--- START MATERIAL TO PROCESS ---
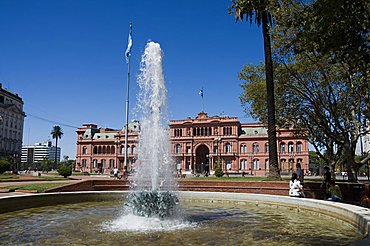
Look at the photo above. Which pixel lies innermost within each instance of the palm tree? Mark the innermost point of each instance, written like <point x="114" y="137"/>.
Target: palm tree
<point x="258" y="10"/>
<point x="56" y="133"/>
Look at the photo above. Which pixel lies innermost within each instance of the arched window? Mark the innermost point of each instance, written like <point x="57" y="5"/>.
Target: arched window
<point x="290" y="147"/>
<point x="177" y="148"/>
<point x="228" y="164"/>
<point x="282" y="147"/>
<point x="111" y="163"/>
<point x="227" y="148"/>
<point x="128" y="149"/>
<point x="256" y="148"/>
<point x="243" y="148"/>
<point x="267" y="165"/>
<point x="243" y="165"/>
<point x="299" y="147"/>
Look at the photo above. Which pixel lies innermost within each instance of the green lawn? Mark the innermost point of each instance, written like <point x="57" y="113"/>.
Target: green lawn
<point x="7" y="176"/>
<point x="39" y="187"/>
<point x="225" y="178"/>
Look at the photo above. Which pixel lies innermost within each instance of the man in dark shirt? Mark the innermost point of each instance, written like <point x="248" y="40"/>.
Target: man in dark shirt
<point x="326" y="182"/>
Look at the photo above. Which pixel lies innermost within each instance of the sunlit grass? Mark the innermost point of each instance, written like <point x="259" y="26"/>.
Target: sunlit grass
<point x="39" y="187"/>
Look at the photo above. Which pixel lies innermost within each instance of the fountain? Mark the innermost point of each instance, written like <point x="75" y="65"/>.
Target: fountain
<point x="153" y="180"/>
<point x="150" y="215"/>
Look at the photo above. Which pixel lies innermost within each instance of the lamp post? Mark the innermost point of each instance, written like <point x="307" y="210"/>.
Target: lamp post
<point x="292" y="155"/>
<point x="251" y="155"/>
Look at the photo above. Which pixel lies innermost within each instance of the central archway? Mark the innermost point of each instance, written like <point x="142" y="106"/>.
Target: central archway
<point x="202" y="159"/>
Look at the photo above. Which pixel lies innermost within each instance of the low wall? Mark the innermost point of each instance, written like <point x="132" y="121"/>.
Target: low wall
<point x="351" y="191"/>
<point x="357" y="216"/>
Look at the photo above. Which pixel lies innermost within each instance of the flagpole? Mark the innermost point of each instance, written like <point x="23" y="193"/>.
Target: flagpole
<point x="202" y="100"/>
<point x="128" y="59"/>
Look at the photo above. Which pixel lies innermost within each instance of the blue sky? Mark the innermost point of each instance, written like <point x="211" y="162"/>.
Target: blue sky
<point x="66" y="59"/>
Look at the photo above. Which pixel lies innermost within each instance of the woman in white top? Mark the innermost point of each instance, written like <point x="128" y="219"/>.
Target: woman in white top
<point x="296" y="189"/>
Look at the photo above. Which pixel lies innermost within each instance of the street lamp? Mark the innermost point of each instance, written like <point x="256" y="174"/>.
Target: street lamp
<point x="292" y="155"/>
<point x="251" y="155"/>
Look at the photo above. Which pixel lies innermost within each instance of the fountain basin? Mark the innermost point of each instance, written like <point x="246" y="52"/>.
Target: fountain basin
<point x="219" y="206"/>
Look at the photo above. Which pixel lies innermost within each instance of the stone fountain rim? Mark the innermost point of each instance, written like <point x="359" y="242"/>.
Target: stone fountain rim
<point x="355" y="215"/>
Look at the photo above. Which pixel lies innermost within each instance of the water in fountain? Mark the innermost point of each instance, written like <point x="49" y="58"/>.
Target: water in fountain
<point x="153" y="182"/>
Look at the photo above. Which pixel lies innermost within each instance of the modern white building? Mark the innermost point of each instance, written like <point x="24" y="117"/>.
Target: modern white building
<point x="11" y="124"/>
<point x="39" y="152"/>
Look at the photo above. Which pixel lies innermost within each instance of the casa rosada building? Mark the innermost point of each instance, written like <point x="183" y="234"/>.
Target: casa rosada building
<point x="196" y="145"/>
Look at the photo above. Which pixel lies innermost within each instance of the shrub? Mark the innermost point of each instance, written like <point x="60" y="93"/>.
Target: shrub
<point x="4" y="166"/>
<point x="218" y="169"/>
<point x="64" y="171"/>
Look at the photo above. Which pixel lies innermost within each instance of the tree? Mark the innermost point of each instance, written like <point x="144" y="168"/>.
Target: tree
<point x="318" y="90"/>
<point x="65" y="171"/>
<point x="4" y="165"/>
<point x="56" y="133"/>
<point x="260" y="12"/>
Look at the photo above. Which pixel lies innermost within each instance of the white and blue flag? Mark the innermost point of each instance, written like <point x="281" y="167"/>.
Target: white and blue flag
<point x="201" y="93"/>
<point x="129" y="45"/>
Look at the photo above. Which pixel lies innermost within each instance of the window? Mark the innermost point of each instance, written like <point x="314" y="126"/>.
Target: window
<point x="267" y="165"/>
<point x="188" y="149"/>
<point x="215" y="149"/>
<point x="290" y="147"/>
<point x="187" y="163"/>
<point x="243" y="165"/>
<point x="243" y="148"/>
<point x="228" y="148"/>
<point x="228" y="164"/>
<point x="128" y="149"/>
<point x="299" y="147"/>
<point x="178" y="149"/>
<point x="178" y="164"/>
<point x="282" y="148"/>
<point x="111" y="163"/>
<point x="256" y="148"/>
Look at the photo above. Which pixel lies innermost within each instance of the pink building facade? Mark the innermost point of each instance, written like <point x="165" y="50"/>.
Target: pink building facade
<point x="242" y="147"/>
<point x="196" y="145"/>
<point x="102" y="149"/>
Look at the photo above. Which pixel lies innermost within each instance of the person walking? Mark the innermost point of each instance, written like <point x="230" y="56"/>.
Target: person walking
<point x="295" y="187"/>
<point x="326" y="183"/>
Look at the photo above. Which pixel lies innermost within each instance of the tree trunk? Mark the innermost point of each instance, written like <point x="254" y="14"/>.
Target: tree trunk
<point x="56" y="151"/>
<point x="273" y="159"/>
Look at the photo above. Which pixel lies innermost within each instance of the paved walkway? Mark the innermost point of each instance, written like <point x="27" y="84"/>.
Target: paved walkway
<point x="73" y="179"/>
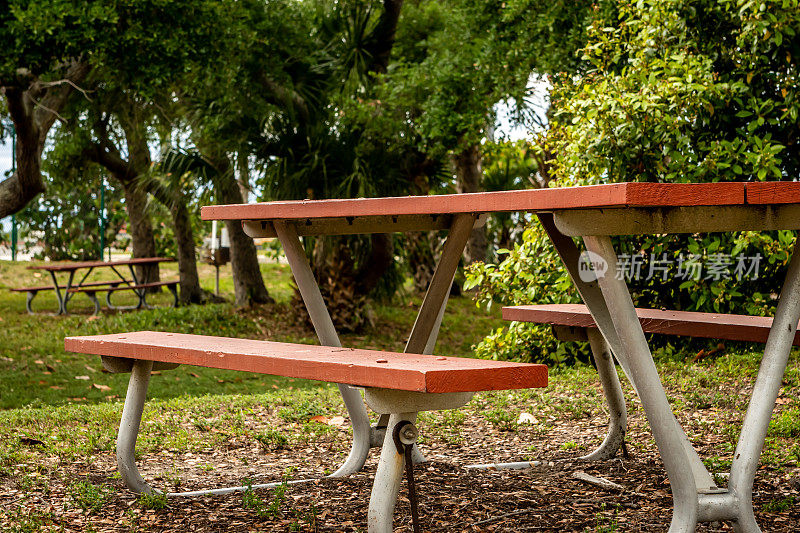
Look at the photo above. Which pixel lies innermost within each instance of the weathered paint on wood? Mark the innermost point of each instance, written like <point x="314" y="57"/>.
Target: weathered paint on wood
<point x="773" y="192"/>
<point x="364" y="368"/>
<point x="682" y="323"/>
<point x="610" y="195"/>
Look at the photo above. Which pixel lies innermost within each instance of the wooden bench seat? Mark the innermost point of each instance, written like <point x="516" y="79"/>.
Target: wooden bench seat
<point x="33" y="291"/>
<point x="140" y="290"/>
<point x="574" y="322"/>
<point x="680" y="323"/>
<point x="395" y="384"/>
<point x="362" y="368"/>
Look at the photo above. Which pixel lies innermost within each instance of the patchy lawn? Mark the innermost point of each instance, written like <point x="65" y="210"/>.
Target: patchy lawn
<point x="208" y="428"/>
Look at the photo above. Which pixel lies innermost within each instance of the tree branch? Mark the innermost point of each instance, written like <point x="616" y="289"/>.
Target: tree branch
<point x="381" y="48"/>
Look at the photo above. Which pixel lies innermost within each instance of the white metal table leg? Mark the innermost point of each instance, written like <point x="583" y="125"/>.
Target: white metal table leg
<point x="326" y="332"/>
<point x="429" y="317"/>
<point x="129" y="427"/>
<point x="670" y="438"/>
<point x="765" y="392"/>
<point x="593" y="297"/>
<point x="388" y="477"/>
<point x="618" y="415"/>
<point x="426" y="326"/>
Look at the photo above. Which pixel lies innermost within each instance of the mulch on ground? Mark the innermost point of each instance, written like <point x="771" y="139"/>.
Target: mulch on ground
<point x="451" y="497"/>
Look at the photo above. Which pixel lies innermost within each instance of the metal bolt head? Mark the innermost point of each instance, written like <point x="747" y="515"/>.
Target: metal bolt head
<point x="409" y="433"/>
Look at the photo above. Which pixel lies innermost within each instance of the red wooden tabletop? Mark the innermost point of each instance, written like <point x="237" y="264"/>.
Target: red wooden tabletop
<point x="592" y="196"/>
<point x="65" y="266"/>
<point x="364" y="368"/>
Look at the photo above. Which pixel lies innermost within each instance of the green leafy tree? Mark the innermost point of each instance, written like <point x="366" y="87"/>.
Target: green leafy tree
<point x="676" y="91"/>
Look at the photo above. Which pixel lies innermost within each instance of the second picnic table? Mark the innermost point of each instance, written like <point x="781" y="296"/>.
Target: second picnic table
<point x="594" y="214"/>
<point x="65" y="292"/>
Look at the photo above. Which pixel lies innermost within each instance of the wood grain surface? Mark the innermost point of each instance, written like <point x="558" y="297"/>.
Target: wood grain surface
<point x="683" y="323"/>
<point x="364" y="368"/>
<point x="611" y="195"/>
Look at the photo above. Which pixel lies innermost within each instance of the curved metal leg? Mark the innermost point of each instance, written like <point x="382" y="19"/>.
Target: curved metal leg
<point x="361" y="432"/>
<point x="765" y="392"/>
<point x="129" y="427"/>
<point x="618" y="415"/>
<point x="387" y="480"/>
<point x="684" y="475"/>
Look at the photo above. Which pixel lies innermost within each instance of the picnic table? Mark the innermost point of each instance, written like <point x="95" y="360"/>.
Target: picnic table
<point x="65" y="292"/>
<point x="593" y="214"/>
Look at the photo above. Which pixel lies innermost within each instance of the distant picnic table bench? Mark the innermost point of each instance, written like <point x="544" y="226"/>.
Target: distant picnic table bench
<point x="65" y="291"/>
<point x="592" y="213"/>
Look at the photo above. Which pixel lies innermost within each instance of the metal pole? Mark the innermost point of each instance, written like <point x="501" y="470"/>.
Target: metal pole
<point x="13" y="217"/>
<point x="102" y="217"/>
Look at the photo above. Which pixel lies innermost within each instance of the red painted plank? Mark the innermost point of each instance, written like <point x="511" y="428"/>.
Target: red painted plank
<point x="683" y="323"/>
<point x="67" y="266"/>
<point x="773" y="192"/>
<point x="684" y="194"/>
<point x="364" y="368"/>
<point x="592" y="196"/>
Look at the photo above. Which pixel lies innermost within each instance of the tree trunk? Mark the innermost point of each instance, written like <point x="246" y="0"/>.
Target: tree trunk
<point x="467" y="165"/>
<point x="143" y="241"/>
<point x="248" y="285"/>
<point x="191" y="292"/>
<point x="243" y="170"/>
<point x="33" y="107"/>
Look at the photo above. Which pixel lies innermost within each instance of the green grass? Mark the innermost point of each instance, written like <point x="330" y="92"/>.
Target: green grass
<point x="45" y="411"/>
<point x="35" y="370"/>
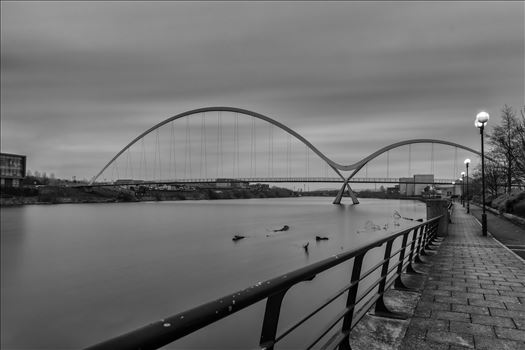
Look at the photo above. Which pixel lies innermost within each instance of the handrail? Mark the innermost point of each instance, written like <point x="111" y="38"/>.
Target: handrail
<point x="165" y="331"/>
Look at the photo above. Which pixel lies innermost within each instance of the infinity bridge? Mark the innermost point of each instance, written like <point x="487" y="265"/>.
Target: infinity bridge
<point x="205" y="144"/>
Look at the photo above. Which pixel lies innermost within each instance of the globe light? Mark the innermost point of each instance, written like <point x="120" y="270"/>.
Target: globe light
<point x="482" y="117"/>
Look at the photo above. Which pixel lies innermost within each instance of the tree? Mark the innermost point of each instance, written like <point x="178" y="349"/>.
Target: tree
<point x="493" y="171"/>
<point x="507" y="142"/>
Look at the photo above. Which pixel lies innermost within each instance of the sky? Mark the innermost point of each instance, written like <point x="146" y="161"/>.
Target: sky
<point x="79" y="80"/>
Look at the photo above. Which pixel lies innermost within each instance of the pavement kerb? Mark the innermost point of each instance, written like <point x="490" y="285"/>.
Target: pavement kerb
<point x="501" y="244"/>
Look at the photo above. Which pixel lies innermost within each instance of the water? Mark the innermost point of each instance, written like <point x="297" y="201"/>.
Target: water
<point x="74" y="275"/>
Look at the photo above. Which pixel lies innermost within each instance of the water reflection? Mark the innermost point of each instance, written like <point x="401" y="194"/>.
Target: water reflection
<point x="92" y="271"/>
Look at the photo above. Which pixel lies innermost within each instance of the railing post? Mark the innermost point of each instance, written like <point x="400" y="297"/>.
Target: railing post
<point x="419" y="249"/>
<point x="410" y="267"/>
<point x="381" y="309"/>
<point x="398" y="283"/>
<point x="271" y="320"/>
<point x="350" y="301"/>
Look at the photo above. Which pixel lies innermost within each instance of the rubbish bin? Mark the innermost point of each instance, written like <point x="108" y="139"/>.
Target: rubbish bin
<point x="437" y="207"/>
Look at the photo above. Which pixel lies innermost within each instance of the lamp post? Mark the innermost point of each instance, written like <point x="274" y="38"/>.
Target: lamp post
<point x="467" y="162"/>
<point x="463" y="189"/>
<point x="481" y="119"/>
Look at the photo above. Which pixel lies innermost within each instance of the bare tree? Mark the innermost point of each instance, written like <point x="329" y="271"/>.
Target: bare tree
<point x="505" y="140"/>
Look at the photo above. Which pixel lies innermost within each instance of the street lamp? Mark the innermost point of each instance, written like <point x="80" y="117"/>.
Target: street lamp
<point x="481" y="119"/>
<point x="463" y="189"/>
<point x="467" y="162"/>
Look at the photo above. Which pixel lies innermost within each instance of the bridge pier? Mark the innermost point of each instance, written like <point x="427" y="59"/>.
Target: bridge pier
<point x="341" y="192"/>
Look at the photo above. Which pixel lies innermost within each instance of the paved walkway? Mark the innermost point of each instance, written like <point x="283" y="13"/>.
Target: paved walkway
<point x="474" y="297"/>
--- END MATERIAL TO PROCESS ---
» WHAT IS ASKED
Each line from the one containing "of the rubbish" to the end of the records should be echoed exactly, and no other line.

» EXERCISE OUTPUT
Look at the photo above. Which pixel lies innermost within each instance of the rubbish bin? Mark the innermost point of each instance, written like <point x="108" y="139"/>.
Target: rubbish bin
<point x="437" y="207"/>
Look at the photo above. Which pixel lies innermost within each instance of the lamp post? Mark the innermost point of each instance, written like <point x="274" y="38"/>.
Target: lamp post
<point x="467" y="162"/>
<point x="463" y="189"/>
<point x="481" y="119"/>
Look at the photo above. Which pixel lies innermost within each instance of the bare tree? Mark the innermost point of each instance, written like <point x="329" y="271"/>.
Target: bare tree
<point x="505" y="140"/>
Look at the photo above. Which pixel lies innermost within each instance of the street lamp? Mark the innermost point of each instance, written like <point x="80" y="117"/>.
Target: street lamp
<point x="481" y="119"/>
<point x="463" y="189"/>
<point x="467" y="162"/>
Look at the photo above. Which pixel lies innermost within each instance of the bridge pier? Mark the innermost point of each instance, written like <point x="427" y="59"/>.
Target: bridge pier
<point x="341" y="192"/>
Look at the photo above. Which pixel lies innermost within each instance of the paved walkway? Mark the innermost point of each instance, written like <point x="283" y="13"/>.
Target: paved walkway
<point x="474" y="297"/>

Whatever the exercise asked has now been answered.